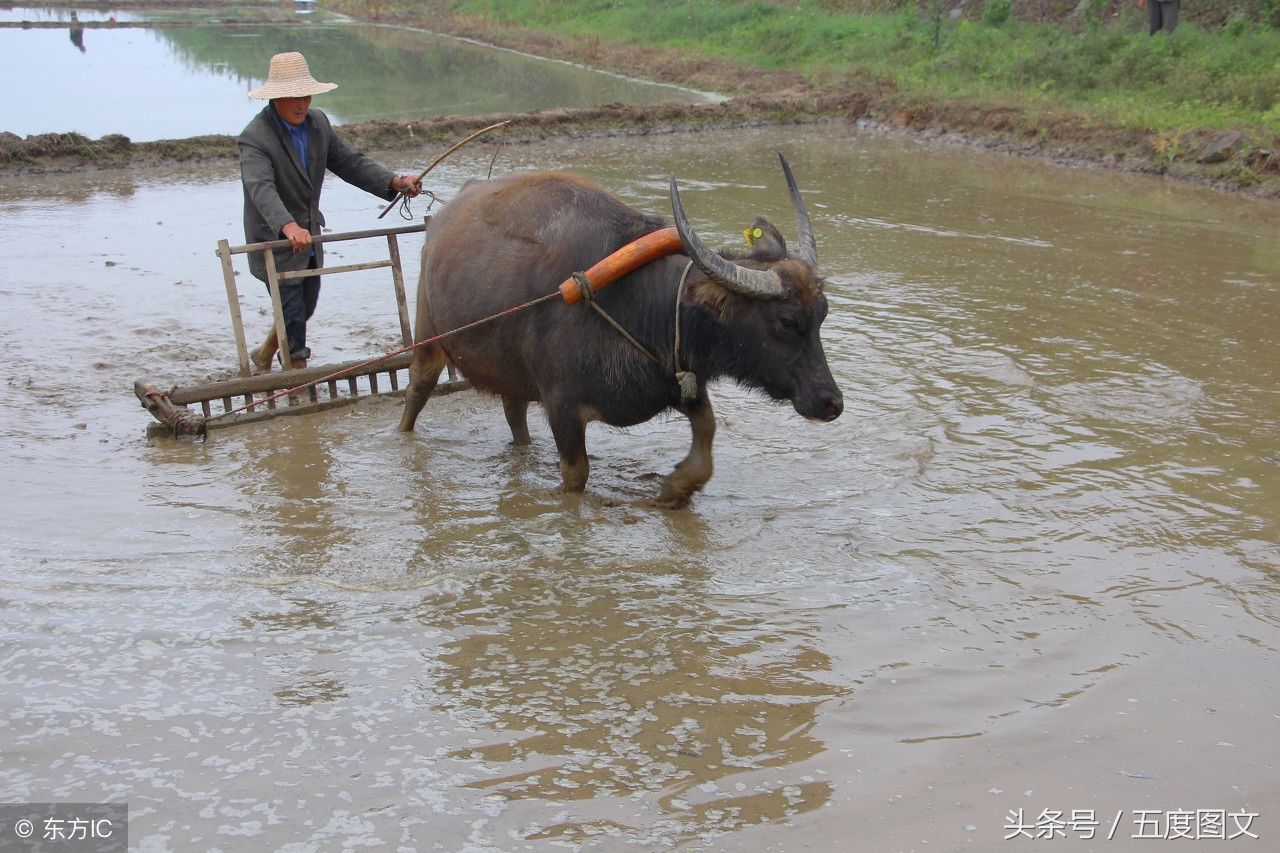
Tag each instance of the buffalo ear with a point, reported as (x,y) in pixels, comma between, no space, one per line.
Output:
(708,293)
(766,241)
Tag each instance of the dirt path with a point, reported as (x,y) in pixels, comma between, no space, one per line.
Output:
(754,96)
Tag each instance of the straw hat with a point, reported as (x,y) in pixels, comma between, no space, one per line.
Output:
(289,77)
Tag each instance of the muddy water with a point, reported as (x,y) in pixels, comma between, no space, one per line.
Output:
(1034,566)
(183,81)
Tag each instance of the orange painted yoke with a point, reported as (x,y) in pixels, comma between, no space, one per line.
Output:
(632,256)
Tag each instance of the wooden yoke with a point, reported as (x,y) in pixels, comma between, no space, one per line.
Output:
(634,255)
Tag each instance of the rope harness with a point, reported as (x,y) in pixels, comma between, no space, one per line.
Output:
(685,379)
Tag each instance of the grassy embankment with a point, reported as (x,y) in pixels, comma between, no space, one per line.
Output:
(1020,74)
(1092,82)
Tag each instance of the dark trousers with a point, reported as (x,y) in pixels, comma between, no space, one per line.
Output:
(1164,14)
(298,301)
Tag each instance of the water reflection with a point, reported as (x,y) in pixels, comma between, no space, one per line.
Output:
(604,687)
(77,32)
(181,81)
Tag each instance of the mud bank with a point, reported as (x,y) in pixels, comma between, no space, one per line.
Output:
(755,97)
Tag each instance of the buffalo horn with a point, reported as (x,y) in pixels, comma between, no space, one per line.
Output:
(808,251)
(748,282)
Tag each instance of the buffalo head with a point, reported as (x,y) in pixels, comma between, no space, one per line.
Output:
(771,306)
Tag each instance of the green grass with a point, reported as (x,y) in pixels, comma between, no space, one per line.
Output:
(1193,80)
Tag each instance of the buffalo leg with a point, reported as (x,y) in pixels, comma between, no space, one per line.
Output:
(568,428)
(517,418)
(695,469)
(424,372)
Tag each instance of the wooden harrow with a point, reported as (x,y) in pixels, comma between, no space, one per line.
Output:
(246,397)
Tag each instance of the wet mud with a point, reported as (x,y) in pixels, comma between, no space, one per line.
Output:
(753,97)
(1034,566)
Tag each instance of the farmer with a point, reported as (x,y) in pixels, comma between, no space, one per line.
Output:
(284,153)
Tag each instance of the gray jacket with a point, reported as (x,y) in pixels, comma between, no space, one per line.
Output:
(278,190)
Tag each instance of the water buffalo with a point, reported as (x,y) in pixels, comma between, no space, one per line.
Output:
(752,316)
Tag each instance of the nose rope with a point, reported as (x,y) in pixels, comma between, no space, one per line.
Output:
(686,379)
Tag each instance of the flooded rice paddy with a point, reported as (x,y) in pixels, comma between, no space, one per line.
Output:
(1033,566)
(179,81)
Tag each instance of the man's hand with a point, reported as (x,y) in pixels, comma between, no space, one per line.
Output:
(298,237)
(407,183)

...

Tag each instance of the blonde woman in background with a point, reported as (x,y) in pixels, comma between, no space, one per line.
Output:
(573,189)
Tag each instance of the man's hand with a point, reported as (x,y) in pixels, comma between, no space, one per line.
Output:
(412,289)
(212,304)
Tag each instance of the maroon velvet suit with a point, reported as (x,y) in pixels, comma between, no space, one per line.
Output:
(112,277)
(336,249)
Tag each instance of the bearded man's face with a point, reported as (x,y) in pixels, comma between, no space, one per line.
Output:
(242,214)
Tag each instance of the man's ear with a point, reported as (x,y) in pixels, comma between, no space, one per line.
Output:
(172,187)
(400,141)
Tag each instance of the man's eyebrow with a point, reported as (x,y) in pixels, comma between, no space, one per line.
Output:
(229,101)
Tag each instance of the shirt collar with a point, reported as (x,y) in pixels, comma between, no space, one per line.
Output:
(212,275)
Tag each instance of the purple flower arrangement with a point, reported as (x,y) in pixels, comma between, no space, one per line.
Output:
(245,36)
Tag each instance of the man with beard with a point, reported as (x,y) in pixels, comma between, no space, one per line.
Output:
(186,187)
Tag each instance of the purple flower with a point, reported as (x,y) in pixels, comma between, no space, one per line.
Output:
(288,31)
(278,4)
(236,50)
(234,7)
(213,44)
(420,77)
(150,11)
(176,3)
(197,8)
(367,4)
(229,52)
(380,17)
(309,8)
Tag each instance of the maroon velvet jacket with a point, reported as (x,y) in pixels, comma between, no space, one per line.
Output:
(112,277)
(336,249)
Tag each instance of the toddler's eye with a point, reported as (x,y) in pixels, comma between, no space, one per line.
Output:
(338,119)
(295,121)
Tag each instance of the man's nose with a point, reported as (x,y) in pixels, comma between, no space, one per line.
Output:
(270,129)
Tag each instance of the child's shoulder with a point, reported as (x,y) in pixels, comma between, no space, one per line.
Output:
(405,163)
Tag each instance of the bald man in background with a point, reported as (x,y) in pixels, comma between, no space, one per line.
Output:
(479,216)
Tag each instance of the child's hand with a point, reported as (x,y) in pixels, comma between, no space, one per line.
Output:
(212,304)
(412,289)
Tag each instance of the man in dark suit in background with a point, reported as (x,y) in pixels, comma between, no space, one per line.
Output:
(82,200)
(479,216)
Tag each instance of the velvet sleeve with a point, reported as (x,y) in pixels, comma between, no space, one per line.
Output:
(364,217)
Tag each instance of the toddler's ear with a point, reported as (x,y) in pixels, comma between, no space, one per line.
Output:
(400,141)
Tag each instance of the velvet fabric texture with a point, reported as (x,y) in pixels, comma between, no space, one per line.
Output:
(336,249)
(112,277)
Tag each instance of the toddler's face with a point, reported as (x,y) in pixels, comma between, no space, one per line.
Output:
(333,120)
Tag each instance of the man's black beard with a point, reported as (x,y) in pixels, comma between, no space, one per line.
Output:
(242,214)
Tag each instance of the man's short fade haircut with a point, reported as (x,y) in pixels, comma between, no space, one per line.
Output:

What to produce: Copy the lines that hold the word "suit". Take them from the records above.

Answer section:
Tag each instance of the maroon velvet suit with a point, reported as (x,y) in pixels, comma between, no space, one per line.
Tag each instance of the man in dark suit in background with a point, reported as (x,y) in pixels, comma between, no space, one per line.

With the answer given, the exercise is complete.